== ИСХОДНЫЙ ТЕКСТ

Рисунки Поля Пуаре, 1912
Перед этим я закончил работу, заказанную месье Руше, – эскизы костюмов к постановке пьесы Мориса Магра[149] в «Театре дез Ар». Пьеса называлась «Навуходоносор». Сегонзак, узнав, что костюмы буду делать я, согласился работать над декорациями. Мы вволю повеселились на репетициях, потому что роль Навуходоносора исполнял Макс, шутник и выдумщик. Помню, репетировали превращение Навуходоносора в быка[150], и Макс встал на четвереньки. В это мгновение на сцену, кружась, выпорхнула одна из любимых танцовщиц ассирийского царя, эту роль исполняла Труханова[151], красавица с пышными формами. По тексту пьесы безумный Навуходоносор должен был крикнуть: «Бабочка! Бабочка!» Но в тот вечер мы не услышали его крика. Бык замер на месте, затем на четвереньках приблизился к рампе и жалобно произнес: «Руше, старина, ты не боишься, что меня засмеют? Я кричу: “Бабочка! Бабочка!” – а ты присылаешь мне слона!»
Поль Пуаре, 1907
Костюм Макса в этом спектакле стал первым, созданным мною для театра. Эту необычайно длинную и просторную мантию я велел выкрасить в цвет, аналогичный, как тогда считалось, цвету легендарного тирского пурпура. Мантию украшали широкие золотые галуны, а голову царя-быка венчала громадная тиара весом шесть килограммов (но Макс, как настоящий артист, ради искусства готов был вытерпеть любые муки). Тиара должна была выглядеть как ювелирное изделие, выполненное из чистого золота, с колокольчиками, башенками и минаретами. Именно в этом костюме позднее я появился на балу-маскараде в Высшей художественной школе.
Меня доставила триумфальная колесница, в которую впряглись сто полуобнаженных женщин. Это было великолепное зрелище.
После такого праздника я стал своим человеком в мастерских Высшей художественной школы. Каждый год меня просили помочь с устройством маскарада и придумать какую-нибудь эффектную сценку с участием красивых девушек, предоставленных в мое распоряжение. И каждый раз я охотно соглашался, пока однажды некий грубиян не мазанул меня по лицу зеленой краской: на языке будущих живописцев это означало, что я слишком стар для подобных увеселений. Я понял намек и навсегда отказался от участия в выпускных балах, несмотря на уговоры друзей и мою непреодолимую симпатию к художникам.
Да, я всегда любил художников, они очень близки мне. Ведь мы, в сущности, занимаемся одним и тем же ремеслом, и я воспринимаю их как собратьев.

====

Выведите без изменений фрагмент исходного текста, который открывается словами «Меня доставила триумфальная» и завершается словами «симпатию к художникам.».

== ДАННЫЕ

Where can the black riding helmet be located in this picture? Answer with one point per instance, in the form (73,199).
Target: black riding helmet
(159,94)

====

- ИТОГОВЫЙ ОТВЕТ
Меня доставила триумфальная колесница, в которую впряглись сто полуобнаженных женщин. Это было великолепное зрелище.
После такого праздника я стал своим человеком в мастерских Высшей художественной школы. Каждый год меня просили помочь с устройством маскарада и придумать какую-нибудь эффектную сценку с участием красивых девушек, предоставленных в мое распоряжение. И каждый раз я охотно соглашался, пока однажды некий грубиян не мазанул меня по лицу зеленой краской: на языке будущих живописцев это означало, что я слишком стар для подобных увеселений. Я понял намек и навсегда отказался от участия в выпускных балах, несмотря на уговоры друзей и мою непреодолимую симпатию к художникам.